_Görev tanımı_.
Aşağıdaki kayıtlarda "background" dizesini içeren kaç satır olduğunu belirtin ve yalnızca sayıyı yazın. Büyük ve küçük harf ayrımı dikkate alınır.

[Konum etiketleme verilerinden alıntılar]
>>>

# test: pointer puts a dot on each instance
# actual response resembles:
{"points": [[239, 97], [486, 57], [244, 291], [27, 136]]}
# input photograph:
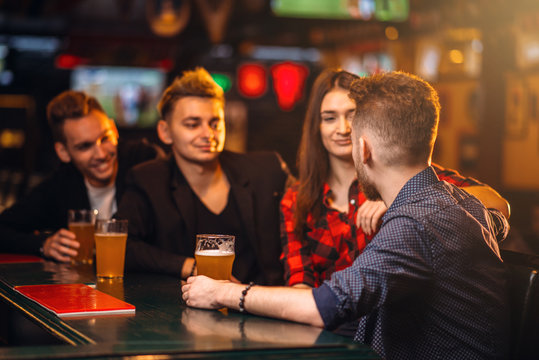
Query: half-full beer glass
{"points": [[82, 223], [215, 255], [110, 238]]}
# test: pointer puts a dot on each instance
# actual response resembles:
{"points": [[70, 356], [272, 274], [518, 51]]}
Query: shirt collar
{"points": [[417, 183]]}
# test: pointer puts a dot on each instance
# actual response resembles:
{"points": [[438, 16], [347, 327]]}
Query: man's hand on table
{"points": [[202, 292], [61, 246]]}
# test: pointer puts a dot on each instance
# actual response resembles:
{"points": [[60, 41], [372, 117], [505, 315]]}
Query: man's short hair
{"points": [[69, 105], [198, 83], [402, 111]]}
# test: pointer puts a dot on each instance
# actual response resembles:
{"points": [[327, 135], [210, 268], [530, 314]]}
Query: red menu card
{"points": [[69, 300]]}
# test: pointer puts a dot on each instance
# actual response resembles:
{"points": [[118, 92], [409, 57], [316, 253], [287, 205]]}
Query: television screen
{"points": [[129, 95]]}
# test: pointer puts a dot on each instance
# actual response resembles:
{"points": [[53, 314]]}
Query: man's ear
{"points": [[364, 149], [62, 152], [163, 131]]}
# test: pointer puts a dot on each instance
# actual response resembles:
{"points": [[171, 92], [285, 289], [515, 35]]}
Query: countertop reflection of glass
{"points": [[235, 326]]}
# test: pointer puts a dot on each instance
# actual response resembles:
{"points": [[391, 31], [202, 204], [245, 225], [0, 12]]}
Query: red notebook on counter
{"points": [[69, 300]]}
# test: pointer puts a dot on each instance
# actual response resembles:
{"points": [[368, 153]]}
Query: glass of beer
{"points": [[215, 255], [110, 238], [82, 223]]}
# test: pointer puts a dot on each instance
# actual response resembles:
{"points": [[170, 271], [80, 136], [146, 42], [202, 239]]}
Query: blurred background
{"points": [[481, 55]]}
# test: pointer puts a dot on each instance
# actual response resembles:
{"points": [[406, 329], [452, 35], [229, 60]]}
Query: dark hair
{"points": [[402, 111], [313, 159], [196, 82], [69, 105]]}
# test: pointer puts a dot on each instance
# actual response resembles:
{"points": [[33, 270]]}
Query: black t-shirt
{"points": [[228, 222]]}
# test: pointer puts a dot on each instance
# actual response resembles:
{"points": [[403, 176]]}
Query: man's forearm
{"points": [[287, 303]]}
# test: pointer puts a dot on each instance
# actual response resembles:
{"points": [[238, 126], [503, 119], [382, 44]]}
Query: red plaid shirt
{"points": [[334, 241]]}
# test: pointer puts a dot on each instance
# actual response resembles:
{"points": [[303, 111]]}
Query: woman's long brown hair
{"points": [[313, 160]]}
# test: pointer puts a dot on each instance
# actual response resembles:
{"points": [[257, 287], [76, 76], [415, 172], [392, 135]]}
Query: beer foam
{"points": [[214, 252]]}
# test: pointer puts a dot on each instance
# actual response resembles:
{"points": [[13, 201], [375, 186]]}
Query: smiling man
{"points": [[90, 177], [203, 189]]}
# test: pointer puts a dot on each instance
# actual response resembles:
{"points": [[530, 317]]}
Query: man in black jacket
{"points": [[93, 169], [203, 189]]}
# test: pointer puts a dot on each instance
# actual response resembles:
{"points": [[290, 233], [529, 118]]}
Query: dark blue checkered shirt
{"points": [[431, 283]]}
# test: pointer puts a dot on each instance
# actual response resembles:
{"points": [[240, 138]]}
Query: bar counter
{"points": [[163, 326]]}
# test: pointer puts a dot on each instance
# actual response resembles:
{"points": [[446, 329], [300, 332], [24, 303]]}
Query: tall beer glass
{"points": [[82, 223], [215, 255], [110, 238]]}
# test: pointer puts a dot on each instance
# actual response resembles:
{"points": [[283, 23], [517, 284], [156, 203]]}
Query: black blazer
{"points": [[160, 208], [25, 226]]}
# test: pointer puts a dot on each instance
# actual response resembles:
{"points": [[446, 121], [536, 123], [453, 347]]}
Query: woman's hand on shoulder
{"points": [[369, 216]]}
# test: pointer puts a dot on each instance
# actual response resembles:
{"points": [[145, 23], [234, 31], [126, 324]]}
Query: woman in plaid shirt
{"points": [[326, 221]]}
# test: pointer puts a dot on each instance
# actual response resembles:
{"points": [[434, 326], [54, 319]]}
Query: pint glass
{"points": [[110, 238], [82, 223], [215, 255]]}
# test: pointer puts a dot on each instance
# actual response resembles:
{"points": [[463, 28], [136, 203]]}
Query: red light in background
{"points": [[252, 80], [68, 61], [165, 64], [288, 83]]}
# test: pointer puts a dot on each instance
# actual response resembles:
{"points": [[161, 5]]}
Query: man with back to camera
{"points": [[91, 175], [202, 189], [431, 283]]}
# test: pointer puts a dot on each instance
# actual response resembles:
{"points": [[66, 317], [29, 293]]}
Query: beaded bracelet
{"points": [[243, 294], [193, 268]]}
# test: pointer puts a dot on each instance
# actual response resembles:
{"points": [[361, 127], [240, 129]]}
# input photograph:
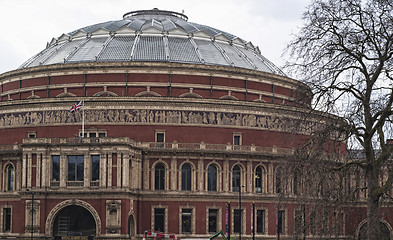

<<<

_Problemin cevabı_.
2